Finding **angel investors in Ghana** means identifying high-net-worth individuals who write GHS 50,000 to GHS 500,000 (~USD 4,500–45,000 at April 2026 rates) cheques into pre-seed and seed-stage startups, often in exchange for 5–15% equity and a board observer seat. Unlike accelerators that batch-process cohorts or VCs that deploy pooled institutional capital, angels invest personal money and tend to move faster, close smaller rounds, and offer hands-on mentorship rooted in their own exits or operating experience. This guide names 12 active angel investors backing Ghanaian founders as of April 2026, maps their sector preferences and ticket sizes, and explains how to get a warm introduction without cold-emailing into the void.
Table of Contents
- TL;DR
- Who Qualifies as an Angel Investor
- 12 Active Angel Investors in Ghana (April 2026)

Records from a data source
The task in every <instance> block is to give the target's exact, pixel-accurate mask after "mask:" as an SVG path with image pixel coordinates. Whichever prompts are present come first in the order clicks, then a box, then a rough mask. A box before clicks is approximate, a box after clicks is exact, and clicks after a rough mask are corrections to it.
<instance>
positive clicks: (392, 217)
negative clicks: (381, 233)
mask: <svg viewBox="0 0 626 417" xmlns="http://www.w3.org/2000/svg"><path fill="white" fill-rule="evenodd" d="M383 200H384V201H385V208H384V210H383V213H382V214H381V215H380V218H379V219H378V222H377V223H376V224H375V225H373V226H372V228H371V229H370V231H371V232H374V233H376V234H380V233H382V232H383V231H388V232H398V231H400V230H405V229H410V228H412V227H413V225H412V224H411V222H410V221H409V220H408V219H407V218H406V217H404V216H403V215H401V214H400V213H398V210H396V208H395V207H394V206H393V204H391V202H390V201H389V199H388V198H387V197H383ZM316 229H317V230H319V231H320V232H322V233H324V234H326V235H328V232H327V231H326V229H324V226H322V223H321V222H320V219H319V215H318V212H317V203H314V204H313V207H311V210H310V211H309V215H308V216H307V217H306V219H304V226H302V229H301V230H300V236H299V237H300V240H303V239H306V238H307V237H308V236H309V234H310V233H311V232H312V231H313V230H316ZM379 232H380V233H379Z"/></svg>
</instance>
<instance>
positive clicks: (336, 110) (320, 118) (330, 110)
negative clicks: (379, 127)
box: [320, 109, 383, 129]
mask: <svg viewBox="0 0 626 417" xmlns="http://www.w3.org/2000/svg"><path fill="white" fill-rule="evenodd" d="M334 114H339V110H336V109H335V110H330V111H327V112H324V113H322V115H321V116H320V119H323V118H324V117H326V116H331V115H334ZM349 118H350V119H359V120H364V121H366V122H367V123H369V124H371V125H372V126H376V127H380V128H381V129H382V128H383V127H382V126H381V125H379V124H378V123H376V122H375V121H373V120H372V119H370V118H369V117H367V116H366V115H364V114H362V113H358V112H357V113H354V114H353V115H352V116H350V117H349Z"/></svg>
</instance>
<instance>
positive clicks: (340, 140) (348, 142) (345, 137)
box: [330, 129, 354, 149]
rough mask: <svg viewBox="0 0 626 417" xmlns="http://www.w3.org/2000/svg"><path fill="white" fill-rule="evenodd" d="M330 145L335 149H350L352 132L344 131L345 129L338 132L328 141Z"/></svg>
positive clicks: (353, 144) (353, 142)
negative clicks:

■ **The problem**
Retype the entire passage on angel investors in Ghana word for word, from its opening sentence through the final contents entry.

■ **Result of the task**
Finding **angel investors in Ghana** means identifying high-net-worth individuals who write GHS 50,000 to GHS 500,000 (~USD 4,500–45,000 at April 2026 rates) cheques into pre-seed and seed-stage startups, often in exchange for 5–15% equity and a board observer seat. Unlike accelerators that batch-process cohorts or VCs that deploy pooled institutional capital, angels invest personal money and tend to move faster, close smaller rounds, and offer hands-on mentorship rooted in their own exits or operating experience. This guide names 12 active angel investors backing Ghanaian founders as of April 2026, maps their sector preferences and ticket sizes, and explains how to get a warm introduction without cold-emailing into the void.
Table of Contents
- TL;DR
- Who Qualifies as an Angel Investor
- 12 Active Angel Investors in Ghana (April 2026)